— ROWS —
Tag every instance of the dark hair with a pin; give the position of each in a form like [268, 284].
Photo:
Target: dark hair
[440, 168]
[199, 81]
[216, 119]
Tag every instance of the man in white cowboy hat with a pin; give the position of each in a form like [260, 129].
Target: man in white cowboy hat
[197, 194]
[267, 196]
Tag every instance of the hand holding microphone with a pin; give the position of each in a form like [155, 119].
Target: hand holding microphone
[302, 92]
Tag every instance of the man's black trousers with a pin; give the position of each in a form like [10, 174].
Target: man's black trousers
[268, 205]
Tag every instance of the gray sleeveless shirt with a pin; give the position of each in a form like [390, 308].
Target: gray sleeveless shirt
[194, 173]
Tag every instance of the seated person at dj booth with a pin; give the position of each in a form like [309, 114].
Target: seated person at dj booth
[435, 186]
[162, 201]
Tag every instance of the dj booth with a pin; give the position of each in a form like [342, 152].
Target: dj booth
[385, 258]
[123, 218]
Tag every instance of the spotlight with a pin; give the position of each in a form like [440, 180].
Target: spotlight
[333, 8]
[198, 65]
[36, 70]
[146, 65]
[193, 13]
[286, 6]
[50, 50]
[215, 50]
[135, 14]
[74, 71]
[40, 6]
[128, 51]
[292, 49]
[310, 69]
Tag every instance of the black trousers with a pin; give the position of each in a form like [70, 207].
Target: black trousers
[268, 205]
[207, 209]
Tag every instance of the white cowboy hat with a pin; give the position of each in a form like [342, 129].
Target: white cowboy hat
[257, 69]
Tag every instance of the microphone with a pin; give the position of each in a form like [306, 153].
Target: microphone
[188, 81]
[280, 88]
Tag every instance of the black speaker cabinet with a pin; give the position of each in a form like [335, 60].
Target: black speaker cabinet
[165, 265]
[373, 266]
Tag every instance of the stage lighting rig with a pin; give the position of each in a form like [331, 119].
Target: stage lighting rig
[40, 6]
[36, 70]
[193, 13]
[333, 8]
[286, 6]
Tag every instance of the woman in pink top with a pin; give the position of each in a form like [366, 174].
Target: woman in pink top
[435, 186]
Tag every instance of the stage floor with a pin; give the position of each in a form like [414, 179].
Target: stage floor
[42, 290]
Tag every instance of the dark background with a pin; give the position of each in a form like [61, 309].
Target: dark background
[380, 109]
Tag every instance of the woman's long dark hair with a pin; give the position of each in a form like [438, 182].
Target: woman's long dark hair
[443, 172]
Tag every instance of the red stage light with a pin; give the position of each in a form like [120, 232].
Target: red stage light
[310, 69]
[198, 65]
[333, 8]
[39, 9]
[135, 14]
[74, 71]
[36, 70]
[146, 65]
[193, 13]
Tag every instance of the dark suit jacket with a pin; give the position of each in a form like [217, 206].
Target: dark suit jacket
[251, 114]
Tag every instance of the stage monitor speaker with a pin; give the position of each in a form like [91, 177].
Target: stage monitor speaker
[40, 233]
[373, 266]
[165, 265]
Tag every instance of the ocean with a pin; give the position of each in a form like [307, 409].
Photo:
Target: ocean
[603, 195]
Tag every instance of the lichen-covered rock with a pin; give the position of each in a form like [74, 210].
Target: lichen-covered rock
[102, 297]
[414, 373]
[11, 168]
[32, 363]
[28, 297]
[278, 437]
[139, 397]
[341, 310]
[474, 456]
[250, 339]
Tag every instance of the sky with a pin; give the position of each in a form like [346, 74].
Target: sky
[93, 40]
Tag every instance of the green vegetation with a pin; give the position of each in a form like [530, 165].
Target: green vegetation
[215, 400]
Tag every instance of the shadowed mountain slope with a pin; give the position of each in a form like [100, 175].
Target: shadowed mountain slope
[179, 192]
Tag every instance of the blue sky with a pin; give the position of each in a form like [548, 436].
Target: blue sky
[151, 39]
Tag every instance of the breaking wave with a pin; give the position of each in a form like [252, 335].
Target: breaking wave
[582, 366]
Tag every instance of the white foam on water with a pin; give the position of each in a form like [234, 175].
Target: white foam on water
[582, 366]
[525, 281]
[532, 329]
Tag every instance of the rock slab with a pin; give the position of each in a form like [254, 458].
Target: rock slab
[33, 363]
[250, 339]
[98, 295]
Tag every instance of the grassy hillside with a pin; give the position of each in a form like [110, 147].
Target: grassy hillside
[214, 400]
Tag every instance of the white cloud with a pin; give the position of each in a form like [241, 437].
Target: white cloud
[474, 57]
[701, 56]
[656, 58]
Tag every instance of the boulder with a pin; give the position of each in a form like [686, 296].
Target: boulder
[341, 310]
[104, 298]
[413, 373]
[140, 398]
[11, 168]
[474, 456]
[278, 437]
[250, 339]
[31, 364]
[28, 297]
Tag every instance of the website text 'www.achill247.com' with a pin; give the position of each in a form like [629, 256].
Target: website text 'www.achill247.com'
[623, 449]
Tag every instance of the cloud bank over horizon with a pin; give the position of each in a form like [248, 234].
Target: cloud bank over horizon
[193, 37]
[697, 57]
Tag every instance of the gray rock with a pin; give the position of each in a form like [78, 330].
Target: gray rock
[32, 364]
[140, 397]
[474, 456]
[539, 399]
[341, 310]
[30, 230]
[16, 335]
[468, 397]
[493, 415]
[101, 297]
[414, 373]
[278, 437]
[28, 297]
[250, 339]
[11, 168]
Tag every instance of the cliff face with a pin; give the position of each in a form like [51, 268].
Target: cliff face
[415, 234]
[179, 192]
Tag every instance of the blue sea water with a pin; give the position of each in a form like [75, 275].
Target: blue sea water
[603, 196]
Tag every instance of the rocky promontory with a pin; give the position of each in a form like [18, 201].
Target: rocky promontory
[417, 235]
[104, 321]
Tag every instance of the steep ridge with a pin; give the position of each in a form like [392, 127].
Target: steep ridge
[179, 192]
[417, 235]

— WORK TO BE COMPLETED —
Copy out verbatim every line of the entries from the one containing "Tag every instance of the cloud" through the final line, both ends included.

— WRITTEN ANSWER —
Tag every instance of the cloud bank over horizon with a pin; give the position of each in a form like [248, 234].
Target: cloud bank over horizon
[193, 37]
[697, 57]
Tag every instance of the gray rock with a pin; give the position of each in a form like [78, 330].
Target: gray rock
[32, 364]
[140, 397]
[474, 456]
[539, 399]
[341, 310]
[30, 230]
[16, 335]
[468, 397]
[493, 415]
[101, 297]
[414, 373]
[278, 437]
[28, 297]
[250, 339]
[11, 168]
Tag every instance of the cliff face with a pin; give the position of each in a form like [51, 268].
Target: cliff face
[415, 234]
[179, 192]
Tag every instance of the blue sea water with a pin; give the position of each in a form like [75, 275].
Target: blue sea water
[603, 196]
Tag every instance of the rocky promontory with a pin; give the position of each in a form like [18, 201].
Target: rocky promontory
[417, 235]
[104, 321]
Tag every instance of the steep ridge with a pin; give the position of each in a form like [392, 127].
Target: steep ridge
[179, 192]
[417, 235]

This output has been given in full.